[Natural language region descriptions]
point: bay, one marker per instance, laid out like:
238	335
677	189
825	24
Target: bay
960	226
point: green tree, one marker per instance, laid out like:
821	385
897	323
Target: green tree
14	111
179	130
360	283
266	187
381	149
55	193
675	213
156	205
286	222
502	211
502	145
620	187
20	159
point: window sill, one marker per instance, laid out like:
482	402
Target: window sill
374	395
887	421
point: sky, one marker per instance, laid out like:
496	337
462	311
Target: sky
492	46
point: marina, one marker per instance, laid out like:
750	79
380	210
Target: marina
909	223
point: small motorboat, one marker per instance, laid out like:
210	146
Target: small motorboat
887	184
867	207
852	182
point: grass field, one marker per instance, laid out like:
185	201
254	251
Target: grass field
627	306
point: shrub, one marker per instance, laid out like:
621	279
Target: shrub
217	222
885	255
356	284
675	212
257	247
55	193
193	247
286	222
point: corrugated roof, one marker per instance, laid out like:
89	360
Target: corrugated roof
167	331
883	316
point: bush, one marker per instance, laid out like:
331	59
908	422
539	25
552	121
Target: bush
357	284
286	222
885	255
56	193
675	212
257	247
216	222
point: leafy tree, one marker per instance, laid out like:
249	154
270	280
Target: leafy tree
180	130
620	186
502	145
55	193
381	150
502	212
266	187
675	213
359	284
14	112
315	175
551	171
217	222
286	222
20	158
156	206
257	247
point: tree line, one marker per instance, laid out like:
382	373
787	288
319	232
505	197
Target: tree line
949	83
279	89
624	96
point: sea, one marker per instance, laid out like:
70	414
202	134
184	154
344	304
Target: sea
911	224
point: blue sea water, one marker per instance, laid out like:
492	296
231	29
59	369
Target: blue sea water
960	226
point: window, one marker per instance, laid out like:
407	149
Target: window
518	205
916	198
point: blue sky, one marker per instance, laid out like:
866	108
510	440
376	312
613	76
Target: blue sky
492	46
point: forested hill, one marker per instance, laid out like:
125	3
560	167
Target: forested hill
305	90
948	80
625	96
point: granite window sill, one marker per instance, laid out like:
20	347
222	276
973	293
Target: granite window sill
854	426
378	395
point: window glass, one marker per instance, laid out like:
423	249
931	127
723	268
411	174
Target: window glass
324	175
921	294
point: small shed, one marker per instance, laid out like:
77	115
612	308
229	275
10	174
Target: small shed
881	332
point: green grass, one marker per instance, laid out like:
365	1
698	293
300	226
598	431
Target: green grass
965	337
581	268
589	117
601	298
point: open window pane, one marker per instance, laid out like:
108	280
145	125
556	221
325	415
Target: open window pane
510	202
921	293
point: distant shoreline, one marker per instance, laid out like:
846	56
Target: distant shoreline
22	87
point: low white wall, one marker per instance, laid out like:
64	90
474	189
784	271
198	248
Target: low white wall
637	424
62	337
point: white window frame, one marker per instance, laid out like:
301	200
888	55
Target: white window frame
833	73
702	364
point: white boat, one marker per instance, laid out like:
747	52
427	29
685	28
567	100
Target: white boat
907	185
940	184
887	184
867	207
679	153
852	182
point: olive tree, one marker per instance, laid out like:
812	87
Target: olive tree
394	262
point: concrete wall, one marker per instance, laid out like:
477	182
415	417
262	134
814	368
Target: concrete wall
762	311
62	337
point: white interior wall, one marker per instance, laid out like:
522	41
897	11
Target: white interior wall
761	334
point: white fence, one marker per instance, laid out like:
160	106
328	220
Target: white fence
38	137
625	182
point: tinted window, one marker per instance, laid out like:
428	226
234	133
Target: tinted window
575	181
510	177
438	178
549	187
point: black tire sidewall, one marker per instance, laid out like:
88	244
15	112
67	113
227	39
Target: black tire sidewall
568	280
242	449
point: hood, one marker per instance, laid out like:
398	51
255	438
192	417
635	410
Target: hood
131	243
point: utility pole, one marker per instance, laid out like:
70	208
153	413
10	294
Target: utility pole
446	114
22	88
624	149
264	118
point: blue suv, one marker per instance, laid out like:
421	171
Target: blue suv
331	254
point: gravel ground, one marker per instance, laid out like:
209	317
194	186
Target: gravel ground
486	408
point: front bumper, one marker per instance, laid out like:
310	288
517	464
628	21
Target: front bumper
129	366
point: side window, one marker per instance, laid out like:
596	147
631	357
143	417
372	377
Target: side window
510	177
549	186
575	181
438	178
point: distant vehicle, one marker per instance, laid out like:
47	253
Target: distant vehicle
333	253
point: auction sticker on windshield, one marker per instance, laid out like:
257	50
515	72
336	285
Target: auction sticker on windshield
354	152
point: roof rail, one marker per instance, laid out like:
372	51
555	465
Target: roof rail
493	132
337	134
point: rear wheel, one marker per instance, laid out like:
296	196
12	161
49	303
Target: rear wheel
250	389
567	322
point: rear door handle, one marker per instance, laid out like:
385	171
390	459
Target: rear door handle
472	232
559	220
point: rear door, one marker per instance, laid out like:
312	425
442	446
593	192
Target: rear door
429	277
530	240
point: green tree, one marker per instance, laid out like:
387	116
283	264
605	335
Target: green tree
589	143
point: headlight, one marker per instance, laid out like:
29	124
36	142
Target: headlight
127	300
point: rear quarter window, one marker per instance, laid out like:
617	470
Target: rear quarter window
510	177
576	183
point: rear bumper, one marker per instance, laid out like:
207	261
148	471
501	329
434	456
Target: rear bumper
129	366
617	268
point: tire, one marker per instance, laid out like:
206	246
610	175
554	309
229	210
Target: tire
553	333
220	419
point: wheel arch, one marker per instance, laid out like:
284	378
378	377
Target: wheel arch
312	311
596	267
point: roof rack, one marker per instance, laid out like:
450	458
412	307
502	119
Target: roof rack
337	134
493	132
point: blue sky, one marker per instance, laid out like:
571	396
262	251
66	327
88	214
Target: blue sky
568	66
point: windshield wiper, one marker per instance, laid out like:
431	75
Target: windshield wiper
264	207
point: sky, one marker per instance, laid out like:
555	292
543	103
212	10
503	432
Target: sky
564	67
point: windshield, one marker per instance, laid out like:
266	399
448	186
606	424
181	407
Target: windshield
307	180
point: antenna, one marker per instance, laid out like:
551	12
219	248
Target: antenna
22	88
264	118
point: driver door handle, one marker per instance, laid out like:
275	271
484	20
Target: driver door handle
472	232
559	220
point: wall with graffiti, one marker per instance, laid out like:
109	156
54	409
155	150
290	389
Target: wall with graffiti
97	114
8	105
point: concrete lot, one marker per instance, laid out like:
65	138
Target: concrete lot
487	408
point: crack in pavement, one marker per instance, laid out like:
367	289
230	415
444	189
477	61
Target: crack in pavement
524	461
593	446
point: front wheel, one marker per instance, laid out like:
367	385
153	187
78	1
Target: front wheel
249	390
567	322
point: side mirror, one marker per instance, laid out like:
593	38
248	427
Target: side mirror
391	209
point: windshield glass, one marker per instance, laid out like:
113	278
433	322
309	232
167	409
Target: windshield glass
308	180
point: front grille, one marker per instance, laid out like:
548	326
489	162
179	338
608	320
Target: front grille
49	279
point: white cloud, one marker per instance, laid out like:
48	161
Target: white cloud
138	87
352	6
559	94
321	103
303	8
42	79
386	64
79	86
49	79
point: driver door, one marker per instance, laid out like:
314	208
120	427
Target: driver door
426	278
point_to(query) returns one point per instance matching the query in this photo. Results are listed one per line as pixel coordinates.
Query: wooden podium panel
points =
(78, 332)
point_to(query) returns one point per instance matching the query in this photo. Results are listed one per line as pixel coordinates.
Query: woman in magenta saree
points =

[PROMPT]
Exactly reproduce all of the entries.

[OUTPUT]
point: bay, one marker per instance, laid out like:
238	335
677	189
825	24
Target: bay
960	226
point: green tree, one marker per instance, laid out like:
821	385
897	323
Target: green tree
14	111
179	130
360	283
266	187
381	149
55	193
675	213
156	205
286	222
502	211
502	145
620	187
20	159
point: window sill, one marker per instance, laid out like:
482	402
Target: window sill
374	395
887	421
point: sky, one marker per instance, laid out like:
496	337
462	311
Target: sky
492	46
point: marina, one marker per instance, laid out like:
750	79
380	210
Target: marina
909	223
point: small motorboat, one marker per instance, laid out like:
210	146
Target: small motorboat
887	184
867	207
852	182
point: grass field, one marker per instance, laid out like:
185	201
254	251
Target: grass field
627	306
point: shrub, one marker per instance, laid out like:
621	279
Target: shrub
217	222
885	255
356	284
675	212
257	247
55	193
193	247
286	222
point: corrugated roof, one marker per instance, laid out like:
89	360
Target: corrugated roof
167	331
883	316
point: bush, one marker per instance, laid out like:
331	59
908	422
539	25
552	121
Target: bush
357	284
286	222
885	255
56	193
675	212
257	247
216	222
point: leafy tree, one marker per instance, laid out like:
249	154
270	280
Target: leafy tree
180	130
620	186
502	145
55	193
381	150
502	212
266	187
675	213
359	284
14	112
315	175
551	171
217	222
286	222
20	158
156	206
257	247
point: tree line, one marker per instance, laid out like:
382	373
787	288
319	232
505	197
Target: tree line
949	83
279	89
624	96
point: sea, one marker per instance, laid out like:
70	414
202	134
184	154
344	304
Target: sea
911	224
point: blue sea water, one marker per instance, laid out like:
492	296
231	29
59	369
Target: blue sea water
960	226
point: window, one marker per instance, laid out like:
407	149
Target: window
518	205
916	198
point: blue sky, one marker per instance, laid out like:
866	108
510	440
376	312
613	76
Target: blue sky
492	46
point: forested hill, one marker per instance, laid out like:
125	3
560	167
Target: forested hill
305	90
948	80
625	96
point: granite window sill, one marker per instance, laid out like:
20	347
222	276
973	293
Target: granite window sill
854	426
378	395
point: window glass, one marker per instance, laid out like:
423	249
931	127
723	268
411	174
Target: window glass
324	175
921	294
point: small shed, one marker per instance, laid out like:
77	115
612	308
229	275
10	174
Target: small shed
881	332
point: green grass, one marker per instance, laid out like:
365	1
698	293
300	226
598	431
Target: green grass
965	337
581	268
589	117
601	298
point: open window pane, one marker per instance, laid out like:
108	280
145	125
556	221
325	415
Target: open window pane
510	202
921	293
point: distant shoreline, one marker per instance, laid out like:
846	56
Target: distant shoreline
22	87
point: low white wall, one marker per instance, laid out like:
64	90
474	189
784	271
198	248
Target: low white wall
637	424
62	337
point: white window frame, one marker per instance, laid out like:
301	200
888	55
Target: white window frame
833	73
702	364
point: white boat, one marker per instance, laid out like:
747	52
427	29
685	28
567	100
Target: white boat
907	185
940	184
887	184
867	207
679	153
852	182
point: olive tree, one marker per instance, laid out like:
812	87
Target: olive tree
394	262
point: concrete wall, one marker per instance, laid out like:
477	182
415	417
262	134
814	368
Target: concrete wall
762	311
62	337
point: white interior wall, one marker per instance, laid out like:
522	41
897	11
Target: white interior wall
761	334
point: white fence, one marker per instance, laid out like:
160	106
328	220
Target: white fence
38	137
625	182
point: tinted window, one marker per instance, laid out like:
428	226
234	133
Target: tinted window
575	181
510	177
438	178
549	187
point: black tire sidewall, one marker per instance, laid out like:
88	244
15	112
67	113
227	39
Target: black tire sidewall
568	280
242	449
point: hood, one marker per instance, laid out like:
398	51
255	438
192	417
635	410
Target: hood
131	243
point: utility pole, one marker per instance, laid out like:
70	208
153	413
10	294
Target: utility pole
446	114
22	88
624	149
264	118
point: blue suv, one marker per instance, laid out like:
421	171
Target: blue suv
331	254
point: gravel ground, one marker per instance, laid out like:
209	317
194	186
Target: gravel ground
486	408
point: front bumper, one marker per instance, laid out like:
310	288
517	464
628	21
Target: front bumper
129	366
point: side window, one marker per instance, laid out like:
596	147
631	357
143	417
372	377
Target: side window
510	177
549	186
575	181
438	178
point: distant vehicle, one marker per instance, laid out like:
47	253
Target: distant vehicle
333	253
point: auction sticker on windshield, one marker per instance, laid out like:
257	50
515	72
336	285
Target: auction sticker on windshield
354	152
point: roof rail, one marker per instance, laid out like:
372	51
555	465
Target: roof rail
493	132
337	134
point: rear wheel, one marker per instance, laid out like:
296	196
12	161
49	303
Target: rear wheel
250	389
567	322
point: rear door handle, one marker per instance, laid out like:
385	171
390	459
Target: rear door handle
472	232
559	220
point: rear door, one marker per instance, laid out like:
312	425
442	446
593	192
Target: rear door
429	277
530	240
point: green tree, one marker per instance, laid out like:
387	116
283	264
605	335
Target: green tree
589	143
point: headlight, one marker per instance, laid out like:
29	124
36	142
Target: headlight
127	300
point: rear quarter window, one marker per instance, laid out like:
617	470
Target: rear quarter window
510	177
576	183
point: rear bumper, one marker per instance, laid out like:
207	261
148	471
501	329
434	456
Target: rear bumper
129	366
617	268
point: tire, one marker per instance, laid out like:
206	246
610	175
554	309
229	210
Target: tire
553	333
220	419
point: wheel arch, one marker per instance, laid out like:
284	378
378	377
Target: wheel arch
312	311
596	267
point: roof rack, one marker per instance, laid out like:
450	458
412	307
502	119
Target: roof rack
337	134
493	132
point: blue sky, one marker per instance, laid out like:
571	396
262	251
66	327
88	214
Target: blue sky
568	66
point: windshield wiper, one marker per instance, laid out like:
431	75
Target: windshield wiper
264	207
point: sky, one marker per instance, laid out like:
555	292
543	103
212	10
503	432
Target: sky
564	67
point: windshield, one marker per instance, laid out like:
266	399
448	186
606	424
181	407
Target: windshield
307	180
point: antenna, one marker per instance, laid out like:
551	12
219	248
Target: antenna
22	88
264	118
point: driver door handle, one marker per instance, laid out like:
275	271
484	20
Target: driver door handle
472	232
559	220
point: wall with graffiti, one marker per instance, laid out like:
109	156
54	409
155	150
290	389
Target: wall with graffiti
97	114
8	105
point: concrete lot, one marker per instance, laid out like:
65	138
Target: concrete lot
487	408
point: crack in pavement, one marker per instance, laid out like:
367	289
230	415
444	189
477	61
Target: crack in pavement
524	461
593	446
point: front wheel, one marker per instance, laid out like:
367	385
153	187
78	1
Target: front wheel
249	390
567	322
point: side mirror, one marker per instance, laid out like:
593	38
248	427
Target: side mirror
391	209
point: windshield glass, one marker per instance, laid out like:
113	278
433	322
309	232
167	409
Target: windshield glass
308	180
point: front grille, one marker per instance, laid out like:
548	326
489	162
179	338
608	320
Target: front grille
49	279
point: white cloud, one marker per instance, laid out like:
48	161
Target: white cloud
138	87
352	6
559	94
321	103
303	8
42	79
386	64
79	86
49	79
point: driver door, one marker per instance, laid out like:
314	208
120	427
Target: driver door
426	278
point_to(query) returns one point per instance matching the query in this photo. Results are listed one per line as pixel coordinates.
Query: wooden podium panel
points =
(78, 332)
point_to(query) returns one point per instance matching the query in this photo. Results are listed one per line as pixel coordinates.
Query: woman in magenta saree
points =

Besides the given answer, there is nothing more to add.